(Records from a data source)

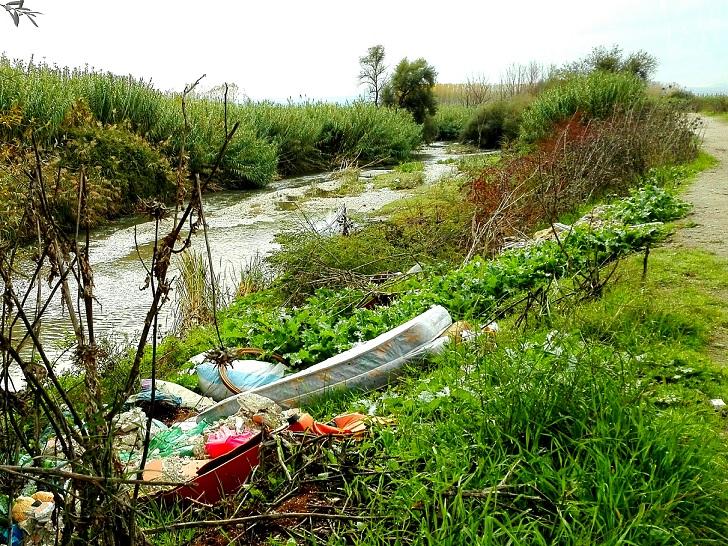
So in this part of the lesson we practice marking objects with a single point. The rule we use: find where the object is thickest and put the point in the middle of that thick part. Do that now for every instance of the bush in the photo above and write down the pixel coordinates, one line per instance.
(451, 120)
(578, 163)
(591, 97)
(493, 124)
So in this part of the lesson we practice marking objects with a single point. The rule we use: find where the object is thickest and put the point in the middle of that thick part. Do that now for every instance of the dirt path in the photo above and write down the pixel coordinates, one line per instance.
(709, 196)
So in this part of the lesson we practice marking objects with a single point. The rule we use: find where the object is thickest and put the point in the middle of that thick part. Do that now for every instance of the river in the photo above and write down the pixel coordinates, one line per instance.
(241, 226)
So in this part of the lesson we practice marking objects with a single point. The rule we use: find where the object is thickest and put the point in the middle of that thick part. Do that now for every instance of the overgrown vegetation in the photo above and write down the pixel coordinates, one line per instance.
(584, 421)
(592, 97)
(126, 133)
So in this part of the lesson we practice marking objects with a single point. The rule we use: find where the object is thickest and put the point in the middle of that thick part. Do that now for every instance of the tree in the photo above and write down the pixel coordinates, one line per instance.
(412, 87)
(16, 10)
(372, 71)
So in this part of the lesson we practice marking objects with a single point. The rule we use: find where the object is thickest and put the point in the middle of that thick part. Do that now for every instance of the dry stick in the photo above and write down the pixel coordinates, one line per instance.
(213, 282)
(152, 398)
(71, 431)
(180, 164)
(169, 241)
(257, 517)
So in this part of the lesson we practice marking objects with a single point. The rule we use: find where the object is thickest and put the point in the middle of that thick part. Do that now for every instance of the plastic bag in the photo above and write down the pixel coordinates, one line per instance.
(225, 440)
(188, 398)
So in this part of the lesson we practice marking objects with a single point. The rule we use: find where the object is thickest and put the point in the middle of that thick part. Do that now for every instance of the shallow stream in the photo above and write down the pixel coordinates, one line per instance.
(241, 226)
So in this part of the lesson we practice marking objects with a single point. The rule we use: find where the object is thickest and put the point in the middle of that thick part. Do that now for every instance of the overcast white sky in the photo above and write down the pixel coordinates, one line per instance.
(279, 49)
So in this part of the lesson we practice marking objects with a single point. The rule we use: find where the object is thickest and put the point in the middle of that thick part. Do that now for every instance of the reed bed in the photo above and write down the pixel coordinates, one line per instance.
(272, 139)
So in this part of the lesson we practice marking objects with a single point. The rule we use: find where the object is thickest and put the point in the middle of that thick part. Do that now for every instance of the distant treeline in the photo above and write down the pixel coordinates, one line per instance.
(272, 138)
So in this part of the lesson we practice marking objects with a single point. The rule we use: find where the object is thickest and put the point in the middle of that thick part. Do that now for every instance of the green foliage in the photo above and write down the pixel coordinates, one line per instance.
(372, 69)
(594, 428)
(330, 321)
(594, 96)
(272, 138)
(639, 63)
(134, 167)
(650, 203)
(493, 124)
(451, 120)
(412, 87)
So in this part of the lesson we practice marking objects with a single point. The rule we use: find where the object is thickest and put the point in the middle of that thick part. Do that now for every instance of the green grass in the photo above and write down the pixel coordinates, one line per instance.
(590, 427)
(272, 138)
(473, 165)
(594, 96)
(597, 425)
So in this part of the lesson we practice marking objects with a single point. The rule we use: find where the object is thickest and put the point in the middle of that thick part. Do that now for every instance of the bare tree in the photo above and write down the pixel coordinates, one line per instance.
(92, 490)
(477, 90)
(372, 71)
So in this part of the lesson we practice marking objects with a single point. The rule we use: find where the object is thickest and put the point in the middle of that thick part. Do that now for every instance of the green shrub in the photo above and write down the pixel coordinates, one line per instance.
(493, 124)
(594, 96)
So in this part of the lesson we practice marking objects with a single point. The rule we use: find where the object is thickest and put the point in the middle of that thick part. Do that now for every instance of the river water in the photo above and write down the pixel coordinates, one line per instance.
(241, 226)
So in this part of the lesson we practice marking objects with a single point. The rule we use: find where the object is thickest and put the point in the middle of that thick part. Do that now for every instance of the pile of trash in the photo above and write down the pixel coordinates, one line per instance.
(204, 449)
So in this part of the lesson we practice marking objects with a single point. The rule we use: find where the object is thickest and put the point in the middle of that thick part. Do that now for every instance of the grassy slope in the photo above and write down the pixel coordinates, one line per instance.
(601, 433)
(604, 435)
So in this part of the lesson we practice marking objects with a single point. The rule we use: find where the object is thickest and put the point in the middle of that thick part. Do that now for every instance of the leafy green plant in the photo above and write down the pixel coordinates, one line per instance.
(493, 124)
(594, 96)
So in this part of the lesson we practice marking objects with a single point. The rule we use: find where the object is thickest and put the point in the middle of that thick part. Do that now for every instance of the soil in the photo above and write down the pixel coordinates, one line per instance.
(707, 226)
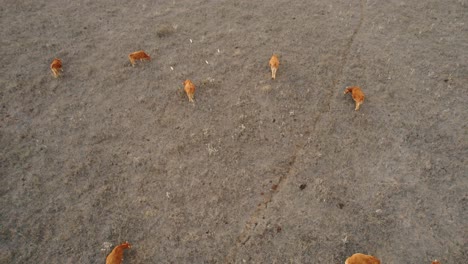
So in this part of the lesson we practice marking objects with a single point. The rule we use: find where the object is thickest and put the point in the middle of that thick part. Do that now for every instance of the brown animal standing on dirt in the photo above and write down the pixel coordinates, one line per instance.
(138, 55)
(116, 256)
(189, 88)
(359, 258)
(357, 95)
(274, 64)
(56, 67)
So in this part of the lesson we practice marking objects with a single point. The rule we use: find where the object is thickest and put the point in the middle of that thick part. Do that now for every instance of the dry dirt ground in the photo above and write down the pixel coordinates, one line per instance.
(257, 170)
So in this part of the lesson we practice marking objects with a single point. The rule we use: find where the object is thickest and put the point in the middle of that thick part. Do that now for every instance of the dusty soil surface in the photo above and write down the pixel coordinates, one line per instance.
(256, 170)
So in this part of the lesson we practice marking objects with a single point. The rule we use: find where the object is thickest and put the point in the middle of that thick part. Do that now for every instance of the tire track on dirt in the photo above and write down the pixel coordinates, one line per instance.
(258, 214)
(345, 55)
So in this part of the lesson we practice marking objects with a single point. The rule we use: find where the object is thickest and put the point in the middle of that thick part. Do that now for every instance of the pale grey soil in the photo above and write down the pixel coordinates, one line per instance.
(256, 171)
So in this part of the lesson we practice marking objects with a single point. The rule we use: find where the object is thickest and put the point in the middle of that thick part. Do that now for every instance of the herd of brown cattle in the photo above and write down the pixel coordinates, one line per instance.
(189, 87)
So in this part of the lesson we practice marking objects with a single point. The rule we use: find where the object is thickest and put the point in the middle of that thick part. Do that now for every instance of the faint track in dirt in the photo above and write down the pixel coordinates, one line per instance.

EXERCISE PROMPT. Every record gets retyped exactly; no picture goes into the copy.

SOLUTION.
So in this part of the lesson we practice marking objects with a single point. The rule we use: find where the object is thickest and put the point in the middle of that thick part. Do that now for every instance of the bush in the photo above and write down the pixel coordinates, one line per instance.
(451, 120)
(578, 163)
(591, 97)
(493, 124)
So in this part of the lesson we practice marking objects with a single point. The rule we use: find where the object is thickest and put the point in the middle of that thick part. Do that now for every instance of the dirt path in the photo above and write down the pixel coordinates, one line per instance.
(709, 196)
So in this part of the lesson we practice marking objects with a single point. The rule we use: find where the object is thickest and put the point in the middle of that thick part. Do that now for every instance of the river in the photo above and write down the pixel coordinates, one line per instance.
(241, 226)
So in this part of the lesson we practice marking objects with a single point. The rule we use: find where the object is thickest and put the point in the middle of that thick part. Do that now for every instance of the overgrown vegetation in the photo above and write down the pixel coordinates, one line per instance.
(584, 421)
(592, 97)
(126, 133)
So in this part of the lesson we practice marking objects with a single point. The rule we use: find where the object is thickest and put the point in the middle of that thick part. Do that now for every instance of the tree in the photo above and write down the pixel coordinates, one line per instance.
(412, 87)
(16, 10)
(372, 71)
So in this part of the lesson we practice marking objects with a single point. The rule we use: find where the object is thickest and put the point in the middle of that thick part. Do that now for every instance of the dry stick in the photo above and write down the pixel coordinates, one line per instance.
(213, 282)
(152, 398)
(71, 431)
(180, 164)
(169, 241)
(257, 517)
So in this part of the lesson we practice marking objects with a single point. The rule we use: find where the object is thickest and put the point in the middle of that thick part. Do that now for every instance of the plastic bag in the photo above and write down the pixel coordinates, one line per instance.
(225, 440)
(188, 398)
So in this part of the lesson we practice marking objects with a single point. The rule we use: find where the object is thickest and put the point in the middle of that thick part. Do that now for every instance of the shallow stream in the photo above and write down the pixel coordinates, one line per instance.
(241, 226)
So in this part of the lesson we practice marking objects with a single point. The rule we use: find where the object is thickest and put the point in the middle of that thick part. Do that now for every instance of the overcast white sky in the photo above and write down the pixel coordinates, one line per instance.
(279, 49)
So in this part of the lesson we practice marking objects with a single point. The rule we use: find where the object is thickest and put the point in the middle of that thick part. Do that now for every instance of the reed bed in the photo above and write down the pixel coordinates, one line per instance.
(272, 139)
So in this part of the lesson we practice marking objects with a single point. The rule we use: find where the object is thickest and put the point in the middle of that thick part. Do that now for every instance of the distant treeline in the photo above and write down the pixel coordinates, one line per instance.
(272, 138)
So in this part of the lesson we practice marking objects with a single point. The rule we use: find where the object is thickest and put the point in the middle of that thick part. Do that now for every instance of the green foliage in the photo above and write down the pixel coordinates, one line per instance.
(372, 69)
(594, 428)
(330, 321)
(594, 96)
(272, 138)
(639, 63)
(134, 167)
(650, 203)
(493, 124)
(451, 120)
(412, 87)
So in this part of the lesson we practice marking objects with a single point. The rule we use: find where the object is thickest and put the point in the middle of that thick part. Do that now for every instance of the green grass in the photo above and write down the pixel coordinates, one line per instance.
(590, 427)
(272, 138)
(473, 165)
(594, 96)
(597, 425)
So in this part of the lesson we practice marking objects with a single point. The rule we use: find where the object is thickest and put the point in the middle of that thick part. Do that now for every instance of the bare tree in the photo above and write down the pixel coordinates, one line per instance.
(92, 490)
(477, 90)
(372, 71)
So in this part of the lesson we practice marking objects with a single point. The rule we use: find where the object is thickest and put the point in the middle of that thick part. Do that now for every instance of the green shrub in the photo above and write down the pixel coordinates, one line per instance.
(493, 124)
(594, 96)
So in this part of the lesson we practice marking objects with a single point. The rule we use: find where the object is thickest and put the point in the middle of that thick part. Do that now for every instance of the river water in the photo above and write down the pixel coordinates, one line per instance.
(241, 226)
So in this part of the lesson we practice marking objects with a single point. The rule we use: find where the object is thickest and put the point in the middle of that thick part. Do that now for every instance of the pile of trash in the photo above and write down the pixel coordinates, one line per instance.
(204, 449)
So in this part of the lesson we practice marking objects with a single point. The rule we use: find where the object is thickest and put the point in the middle of that thick part. Do that now for every instance of the grassy slope in the photo above and write down the pixel coordinates, one line per instance.
(601, 433)
(604, 435)
So in this part of the lesson we practice marking objects with a single point. The rule we use: find where the object is thickest and put the point in the middle of that thick part. Do that now for every instance of the leafy green plant in the photo above and write down the pixel coordinates, one line per instance.
(493, 124)
(594, 96)
So in this part of the lesson we practice marking objects with a single point. The rule we use: find where the object is thickest and put the point in the middle of that thick part. Do that now for every instance of the soil in the photo above and write down the pixel coordinates, one line per instance.
(707, 226)
So in this part of the lesson we practice marking objects with a single point. The rule we use: find where the object is thickest and put the point in the middle of that thick part. Do that now for every instance of the brown animal standing on dirt in the photo above and write down the pixel coordinates, one line per instance.
(138, 55)
(116, 256)
(189, 88)
(359, 258)
(357, 95)
(274, 64)
(56, 67)
So in this part of the lesson we practice marking objects with a single point. The rule we use: find where the object is thickest and put the point in the middle of that thick part. Do that now for every instance of the dry dirt ground in the photo above and write down the pixel coordinates, one line per instance.
(257, 170)
So in this part of the lesson we practice marking objects with a single point. The rule we use: find where the object is thickest and put the point in the middle of that thick part. Do that now for every instance of the dusty soil surface in the photo above and write down the pixel coordinates, one line per instance.
(256, 170)
So in this part of the lesson we practice marking objects with a single point. The rule we use: find where the object is thickest and put the point in the middle of that thick part. Do that now for every instance of the tire track on dirt in the photo above and write down the pixel coordinates, one line per instance.
(258, 214)
(345, 55)
So in this part of the lesson we practice marking objects with a single point. The rule we use: find where the object is thickest and put the point in the middle of that thick part. Do that now for every instance of the pale grey soil in the photo above and write down the pixel coordinates, one line per instance.
(256, 171)
So in this part of the lesson we practice marking objects with a single point. The rule we use: find where the object is thickest and put the point in the middle of that thick part. Do that now for every instance of the herd of brown cattle in the photo above and write down the pixel coordinates, one line per instance.
(189, 87)
So in this part of the lesson we practice marking objects with a single point. The rule we use: find where the object is thickest and put the point in the middle of that thick part. Do that now for every instance of the faint track in dirt in the photo above and write down the pixel coordinates, one line per instance.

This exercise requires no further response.